AIM OF THE EXERCISE: Give the data below again exactly as written, without its pictures.

**** SUPPLIED DATA

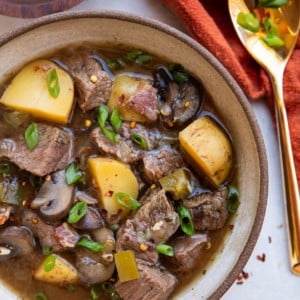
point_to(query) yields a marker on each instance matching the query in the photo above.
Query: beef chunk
(125, 149)
(43, 231)
(93, 85)
(155, 222)
(153, 283)
(187, 252)
(53, 151)
(143, 101)
(208, 210)
(161, 163)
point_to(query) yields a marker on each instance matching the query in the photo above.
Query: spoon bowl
(274, 60)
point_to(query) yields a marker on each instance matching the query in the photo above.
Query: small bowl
(51, 33)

********

COMPLETED EXERCISE:
point_to(query) yields a marker on each instance matching the query in the photo above.
Query: beef chunk
(125, 149)
(43, 231)
(93, 85)
(155, 222)
(153, 283)
(187, 252)
(53, 151)
(143, 101)
(208, 210)
(161, 163)
point_to(query) yields a marker on each instance matching the query in the photo above.
Query: spoon bowl
(274, 60)
point_to(query) yields a marker on each instance matching the query in the photo above.
Query: small bowl
(51, 33)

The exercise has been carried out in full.